▸ Request A
In the logic-circuit discussion, why was 74ACT used instead of a part like 74HC?
▸ Request B
Reproduce the logic-circuit discussion word for word, from "Upon checking several" up to and including "didn't work.".

▸ Source passage
· · · ·
The min prop. delay is with a moderately large load, more than I had. 
Upon checking several vendors datasheets, it seems there is a moderate 
variation in the hold time.  It still looks like I should have had 
margin.  So to hit it with a larger hammer, I ran the feedback signal 
through several inverters from a slower logic family to really ensure 
there was absolutely no question of hold time violations.  No improvement.

 > I am wondering if a small load (50-100pF) on the output of the /Q would
 > get you well beyond any potential hold time issues.

didn't work.


Ben Jackson wrote:
 > On Sat, May 03, 2008 at 02:38:51AM -0400, Dan McMahill wrote:
 >> The signal I'm trying to divide is down in the handful of kHz range and
 >> the only reason I'm using 74ACT instead of something like 74HC is thats
 >> what I had in the parts box in the basement.
 >
 > There's a minimum edge rate of 125mV/ns in this datasheet (from 0.8 
to 2V,
 > so about 10ns).  Are you meeting that?

I saw that and was concerned that at first I may not have been (no way 
to tell at first due to limited bw scope).  So I did some conditioning 
of my clock to where I should have easily been meeting this.
· · · ·
▸ Excerpted data
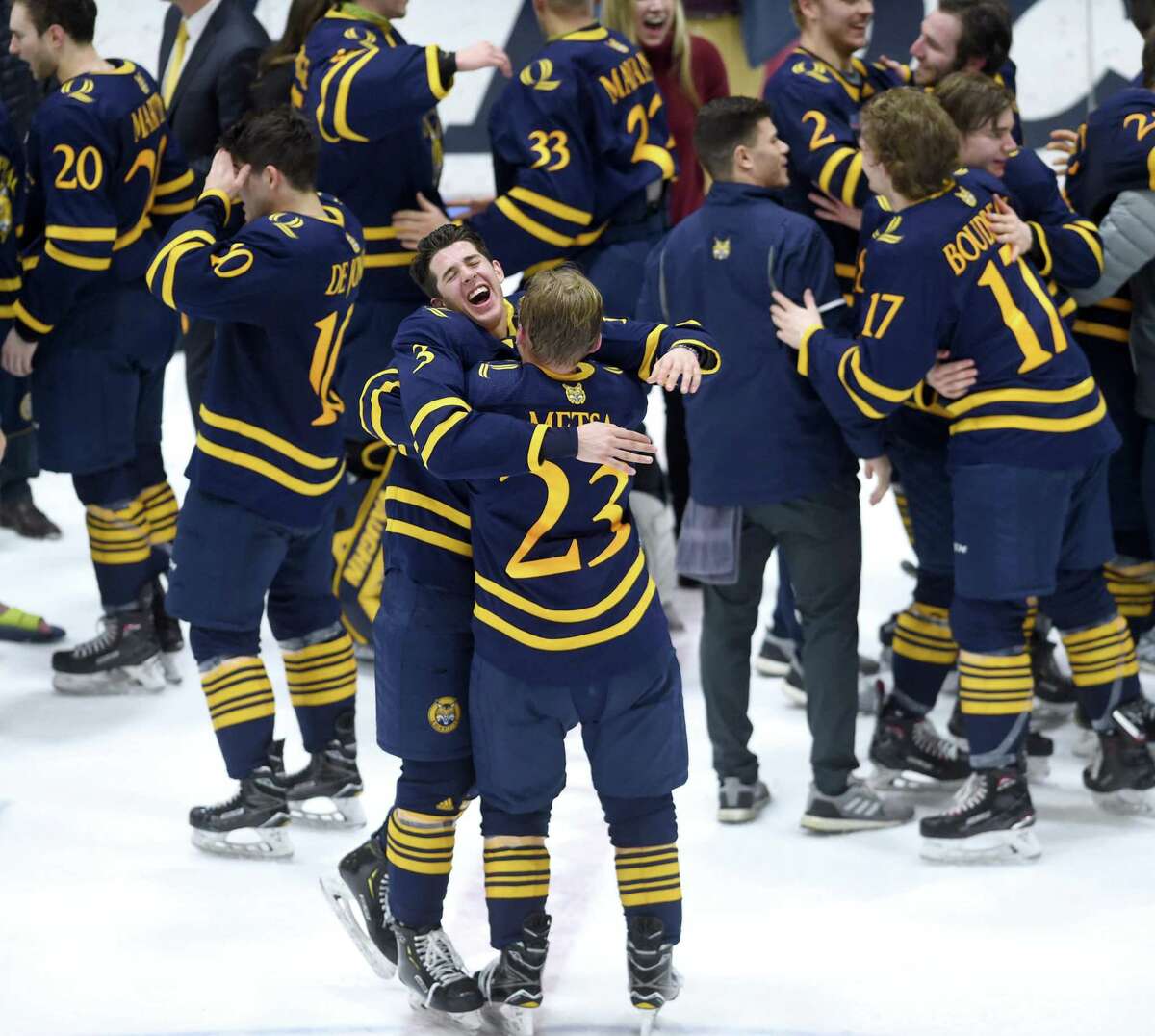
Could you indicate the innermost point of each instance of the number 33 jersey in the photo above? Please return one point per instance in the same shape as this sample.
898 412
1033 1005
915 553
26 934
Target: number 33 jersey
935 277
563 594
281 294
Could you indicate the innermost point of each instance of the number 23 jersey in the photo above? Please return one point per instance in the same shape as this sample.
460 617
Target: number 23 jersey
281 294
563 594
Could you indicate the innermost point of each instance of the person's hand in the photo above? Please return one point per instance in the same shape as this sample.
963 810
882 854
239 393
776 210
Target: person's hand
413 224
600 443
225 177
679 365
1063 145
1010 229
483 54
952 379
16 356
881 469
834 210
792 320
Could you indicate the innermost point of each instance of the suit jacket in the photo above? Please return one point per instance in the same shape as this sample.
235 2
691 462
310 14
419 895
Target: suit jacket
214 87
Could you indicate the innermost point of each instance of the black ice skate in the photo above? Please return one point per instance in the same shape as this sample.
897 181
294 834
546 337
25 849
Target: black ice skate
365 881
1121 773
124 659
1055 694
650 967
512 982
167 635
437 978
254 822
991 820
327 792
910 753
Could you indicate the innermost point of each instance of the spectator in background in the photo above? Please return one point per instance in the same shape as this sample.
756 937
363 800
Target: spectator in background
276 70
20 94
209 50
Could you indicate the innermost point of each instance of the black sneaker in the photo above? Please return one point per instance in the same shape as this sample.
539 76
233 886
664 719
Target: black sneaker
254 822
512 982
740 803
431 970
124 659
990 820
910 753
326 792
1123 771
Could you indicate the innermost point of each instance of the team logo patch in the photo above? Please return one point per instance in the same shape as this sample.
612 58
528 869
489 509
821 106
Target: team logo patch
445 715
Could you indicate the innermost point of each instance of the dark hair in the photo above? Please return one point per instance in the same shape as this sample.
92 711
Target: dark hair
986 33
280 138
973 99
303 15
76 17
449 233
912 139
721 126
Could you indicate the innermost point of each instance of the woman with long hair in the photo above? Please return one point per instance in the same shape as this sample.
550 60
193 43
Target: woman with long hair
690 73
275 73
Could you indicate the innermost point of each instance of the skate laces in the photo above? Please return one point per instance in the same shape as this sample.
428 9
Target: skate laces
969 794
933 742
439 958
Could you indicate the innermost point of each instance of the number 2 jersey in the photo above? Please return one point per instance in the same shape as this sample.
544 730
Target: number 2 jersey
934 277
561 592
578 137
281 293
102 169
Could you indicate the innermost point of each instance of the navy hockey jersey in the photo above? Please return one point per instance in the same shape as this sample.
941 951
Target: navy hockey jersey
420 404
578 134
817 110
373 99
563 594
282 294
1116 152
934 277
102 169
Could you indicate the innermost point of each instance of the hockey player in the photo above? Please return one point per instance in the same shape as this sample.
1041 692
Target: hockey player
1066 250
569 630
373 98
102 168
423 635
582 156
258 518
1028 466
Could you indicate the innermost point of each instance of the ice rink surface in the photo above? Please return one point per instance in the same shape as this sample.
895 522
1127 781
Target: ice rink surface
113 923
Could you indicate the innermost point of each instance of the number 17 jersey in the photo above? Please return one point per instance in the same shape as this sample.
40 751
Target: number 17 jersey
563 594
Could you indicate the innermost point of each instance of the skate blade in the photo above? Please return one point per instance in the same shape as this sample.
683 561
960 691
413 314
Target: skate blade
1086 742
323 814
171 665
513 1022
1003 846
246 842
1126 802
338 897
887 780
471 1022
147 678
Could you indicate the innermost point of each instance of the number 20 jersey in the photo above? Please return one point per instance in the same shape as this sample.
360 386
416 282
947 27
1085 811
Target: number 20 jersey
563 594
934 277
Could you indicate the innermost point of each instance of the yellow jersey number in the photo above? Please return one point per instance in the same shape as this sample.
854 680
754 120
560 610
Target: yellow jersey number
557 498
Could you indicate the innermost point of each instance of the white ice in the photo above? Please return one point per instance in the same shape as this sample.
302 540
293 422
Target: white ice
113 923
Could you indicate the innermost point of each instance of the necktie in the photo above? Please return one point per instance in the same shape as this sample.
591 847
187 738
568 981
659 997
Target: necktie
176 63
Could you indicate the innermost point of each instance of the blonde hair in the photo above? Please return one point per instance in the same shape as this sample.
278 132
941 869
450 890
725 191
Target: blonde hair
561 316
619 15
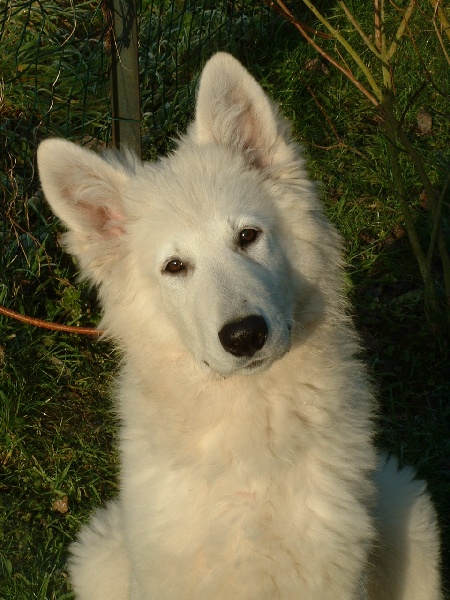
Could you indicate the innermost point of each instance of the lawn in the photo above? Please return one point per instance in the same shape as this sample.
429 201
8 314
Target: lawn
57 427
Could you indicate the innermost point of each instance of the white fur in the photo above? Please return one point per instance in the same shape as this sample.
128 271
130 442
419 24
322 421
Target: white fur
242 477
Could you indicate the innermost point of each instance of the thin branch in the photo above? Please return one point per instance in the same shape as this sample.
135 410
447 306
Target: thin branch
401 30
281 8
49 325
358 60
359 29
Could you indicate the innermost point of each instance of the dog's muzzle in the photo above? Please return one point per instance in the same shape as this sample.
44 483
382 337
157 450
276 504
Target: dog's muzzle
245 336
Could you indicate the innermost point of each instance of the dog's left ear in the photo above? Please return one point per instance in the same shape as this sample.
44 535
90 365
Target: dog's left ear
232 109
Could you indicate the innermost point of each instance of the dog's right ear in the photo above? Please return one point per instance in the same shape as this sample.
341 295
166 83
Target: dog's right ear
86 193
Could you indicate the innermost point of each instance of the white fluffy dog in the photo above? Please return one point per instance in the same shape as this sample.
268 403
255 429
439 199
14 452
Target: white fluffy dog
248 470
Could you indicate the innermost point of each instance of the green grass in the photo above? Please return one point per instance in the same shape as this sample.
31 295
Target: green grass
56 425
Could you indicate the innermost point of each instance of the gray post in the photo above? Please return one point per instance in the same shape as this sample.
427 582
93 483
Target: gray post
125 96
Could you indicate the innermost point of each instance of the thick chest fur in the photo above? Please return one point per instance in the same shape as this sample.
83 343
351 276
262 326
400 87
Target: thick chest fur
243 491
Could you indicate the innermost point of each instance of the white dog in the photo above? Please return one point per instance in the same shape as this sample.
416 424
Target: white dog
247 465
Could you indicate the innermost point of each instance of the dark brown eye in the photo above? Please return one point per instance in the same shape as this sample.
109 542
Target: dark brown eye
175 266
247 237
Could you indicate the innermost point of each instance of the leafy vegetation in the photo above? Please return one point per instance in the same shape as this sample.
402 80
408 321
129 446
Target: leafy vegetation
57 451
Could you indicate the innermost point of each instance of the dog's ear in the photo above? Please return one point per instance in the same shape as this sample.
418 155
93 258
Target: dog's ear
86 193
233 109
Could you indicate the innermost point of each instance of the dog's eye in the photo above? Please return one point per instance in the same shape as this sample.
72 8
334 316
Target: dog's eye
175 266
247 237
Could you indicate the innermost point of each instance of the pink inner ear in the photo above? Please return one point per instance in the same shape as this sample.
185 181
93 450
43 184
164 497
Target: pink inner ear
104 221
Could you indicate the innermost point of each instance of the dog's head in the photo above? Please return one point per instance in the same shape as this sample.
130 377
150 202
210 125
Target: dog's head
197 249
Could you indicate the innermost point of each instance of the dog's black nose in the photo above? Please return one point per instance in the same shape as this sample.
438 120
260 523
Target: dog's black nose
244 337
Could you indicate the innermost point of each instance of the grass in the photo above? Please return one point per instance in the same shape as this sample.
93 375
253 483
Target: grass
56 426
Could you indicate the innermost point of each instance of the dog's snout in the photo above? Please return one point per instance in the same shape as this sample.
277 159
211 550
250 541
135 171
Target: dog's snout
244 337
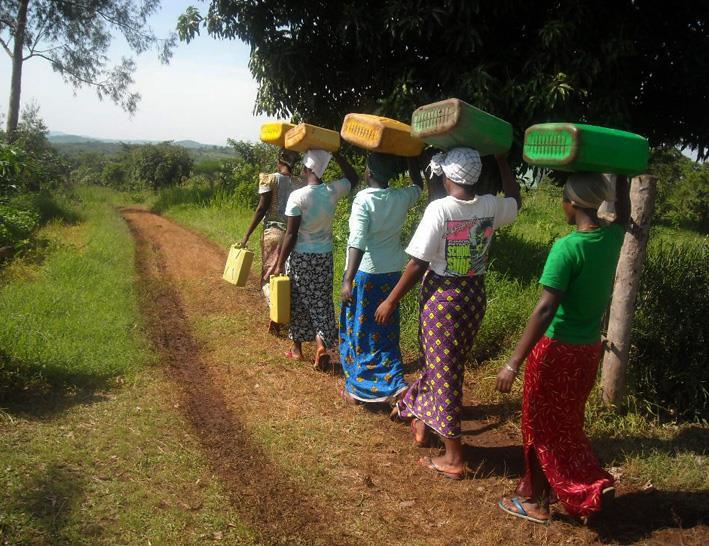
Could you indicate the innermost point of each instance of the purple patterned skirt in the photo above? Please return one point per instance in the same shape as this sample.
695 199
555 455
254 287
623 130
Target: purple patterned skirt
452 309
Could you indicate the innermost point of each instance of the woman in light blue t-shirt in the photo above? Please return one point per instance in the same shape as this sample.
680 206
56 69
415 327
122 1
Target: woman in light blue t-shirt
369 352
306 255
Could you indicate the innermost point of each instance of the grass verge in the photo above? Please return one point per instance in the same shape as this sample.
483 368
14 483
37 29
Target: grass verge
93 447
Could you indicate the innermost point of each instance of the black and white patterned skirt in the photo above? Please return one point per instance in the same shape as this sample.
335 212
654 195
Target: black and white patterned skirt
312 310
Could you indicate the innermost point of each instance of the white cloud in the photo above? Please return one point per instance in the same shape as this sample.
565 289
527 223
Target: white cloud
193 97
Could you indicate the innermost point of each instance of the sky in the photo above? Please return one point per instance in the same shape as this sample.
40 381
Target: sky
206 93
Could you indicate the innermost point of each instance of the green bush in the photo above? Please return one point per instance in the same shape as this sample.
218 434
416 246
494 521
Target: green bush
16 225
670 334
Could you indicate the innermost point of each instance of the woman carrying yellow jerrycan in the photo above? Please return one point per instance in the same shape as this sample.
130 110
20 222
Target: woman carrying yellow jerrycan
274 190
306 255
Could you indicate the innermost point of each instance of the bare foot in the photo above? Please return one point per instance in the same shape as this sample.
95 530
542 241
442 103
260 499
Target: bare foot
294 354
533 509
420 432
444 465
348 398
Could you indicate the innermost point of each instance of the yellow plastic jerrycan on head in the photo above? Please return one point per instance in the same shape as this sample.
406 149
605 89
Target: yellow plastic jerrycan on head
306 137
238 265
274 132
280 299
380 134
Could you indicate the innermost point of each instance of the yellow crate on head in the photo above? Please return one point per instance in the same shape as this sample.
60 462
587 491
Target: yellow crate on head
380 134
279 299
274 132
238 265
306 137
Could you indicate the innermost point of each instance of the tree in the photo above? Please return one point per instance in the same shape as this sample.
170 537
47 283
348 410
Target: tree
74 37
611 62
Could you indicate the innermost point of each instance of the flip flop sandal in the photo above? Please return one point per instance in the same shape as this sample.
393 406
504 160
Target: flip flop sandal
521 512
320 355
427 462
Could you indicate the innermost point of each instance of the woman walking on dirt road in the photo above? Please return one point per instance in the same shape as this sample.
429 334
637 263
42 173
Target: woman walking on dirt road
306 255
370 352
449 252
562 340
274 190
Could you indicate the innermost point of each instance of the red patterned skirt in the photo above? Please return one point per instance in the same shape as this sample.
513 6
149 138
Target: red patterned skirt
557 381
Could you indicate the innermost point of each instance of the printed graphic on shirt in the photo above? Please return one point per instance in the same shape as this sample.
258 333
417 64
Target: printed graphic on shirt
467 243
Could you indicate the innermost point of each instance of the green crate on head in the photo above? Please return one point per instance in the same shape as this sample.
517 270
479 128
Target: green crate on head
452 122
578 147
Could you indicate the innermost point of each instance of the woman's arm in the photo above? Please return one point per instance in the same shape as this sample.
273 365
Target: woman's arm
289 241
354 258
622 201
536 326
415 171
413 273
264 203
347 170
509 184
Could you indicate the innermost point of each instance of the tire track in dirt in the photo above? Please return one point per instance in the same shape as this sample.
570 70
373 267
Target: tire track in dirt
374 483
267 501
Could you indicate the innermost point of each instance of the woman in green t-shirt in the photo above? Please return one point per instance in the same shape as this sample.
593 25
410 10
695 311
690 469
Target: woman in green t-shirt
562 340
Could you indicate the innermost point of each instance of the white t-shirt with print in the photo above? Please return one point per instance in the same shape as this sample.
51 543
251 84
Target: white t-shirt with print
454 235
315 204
· · · ·
▸ Exercise answer A
It was what was in the parts box in the basement.

▸ Exercise answer B
Upon checking several vendors datasheets, it seems there is a moderate 
variation in the hold time.  It still looks like I should have had 
margin.  So to hit it with a larger hammer, I ran the feedback signal 
through several inverters from a slower logic family to really ensure 
there was absolutely no question of hold time violations.  No improvement.

 > I am wondering if a small load (50-100pF) on the output of the /Q would
 > get you well beyond any potential hold time issues.

didn't work.